Ehlibeyt konulu metinde "Sevgili Peygamberimizin Veda" ile "kainata emanet etmişlerdir." arasındaki kısmı, bu iki ifade de dahil olmak üzere, hiçbir değişiklik yapmadan yazın.

● Seçilen bölüm
== == ==
Ehlibeyt: Hane-i Resul, Evlâd-ı Resul, Neseb-i Resul.
Değerli dostlar: Ehlibeyt hakkında bu güne kadar adedi sayılamayacak kadar çok kitaplar, makaleler, mersiyeler, şiirler, romanlar yazıldı; sohbetler yapıldı, konferanslar verildi. Kimileri tarihi gerçekleri, kimileri içlerindeki Ehlibeyt sevgisini, kimileri günümüze kadar gelen duyum yolu ile duyduklarını, kimileri de kuranın ışığında ayet, hadis ve Cenab-ı Resulullah’ın sözlerinden ilham alarak Ehlibeyti yazdılar, söylediler; ve ilelebet de bu böyle süregelecek.
Ehlibeyt denilince aklımıza Sevgili Peygamberimiz, kızı Fatıma, damadı Hz. Ali, torunları Hz. Hasan ve Hz. Hüseyin gelir. Özellikle torunları Hz. Hasan ve Hü seyin Cenab-ı Resulullah’ın : “Ciğer parelerim” diyerek sevdiği, “Onlar arşın iki küpesidir” diye meth-ü sena ettiği, “Onlar cennet gençlerinin Efendisidir” diyerek övdüğü , “Onlar Evlâd-ı Resuldür” diyerek şereflendirdiği Peygamber ocağında yetişip pişen Şehzadelerdir.
Sevgili Peygamberimizin Veda Hutbesinde açık açık söylediği bu hadis konumuzun vesilesi olmuştur. Cenab-ı Resulullah Veda Hutbesinde buyurdular ki: “Ey nas, Benden sonra sizlere iki emanet bırakıyorum, biri Kuran, diğeri Ehlibeytimdir. Bunlara sıkı sıkı sarılırsanız asla yolunuzdan sapmazsınız” diye tüm kainatı Kuran ve Ehlibeyte teslim etmiş, Ehlibeyti de tüm kainata emanet etmişlerdir.
Ehlibeyt konusunun geçtiği her sohbet ve muhabbetlerde onlardan bahsedilirken “Evlâd-ı Resul” tabirini kullanırız. Peygamberimizin dedesi Abdulmuttalip’ (Şeybe) in onu erkek, altısı kız on altı evladı vardı. Bu on altı evladın hepsi aynı anneden değillerdi. Peygamberimizin babası Abdullah, Hz. Ali’nin babası Ebu Talip, Zübeyr, kızlar: Ümmü Hakim Beyza, Atike, Ervâ, Berre . Bunlar üç erkek dört kız olarak baba Abdulmuttalip, anneleri Fatıma’dır. (Sorularla İslamiyet)
== == ==
● Sağlanan kayıtlar
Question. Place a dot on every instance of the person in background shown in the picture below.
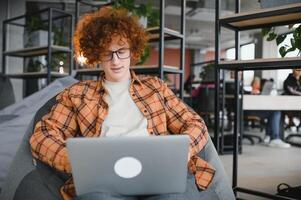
(256, 85)
(272, 138)
(114, 39)
(292, 86)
== == ==
● Tam cevap
Sevgili Peygamberimizin Veda Hutbesinde açık açık söylediği bu hadis konumuzun vesilesi olmuştur. Cenab-ı Resulullah Veda Hutbesinde buyurdular ki: “Ey nas, Benden sonra sizlere iki emanet bırakıyorum, biri Kuran, diğeri Ehlibeytimdir. Bunlara sıkı sıkı sarılırsanız asla yolunuzdan sapmazsınız” diye tüm kainatı Kuran ve Ehlibeyte teslim etmiş, Ehlibeyti de tüm kainata emanet etmişlerdir.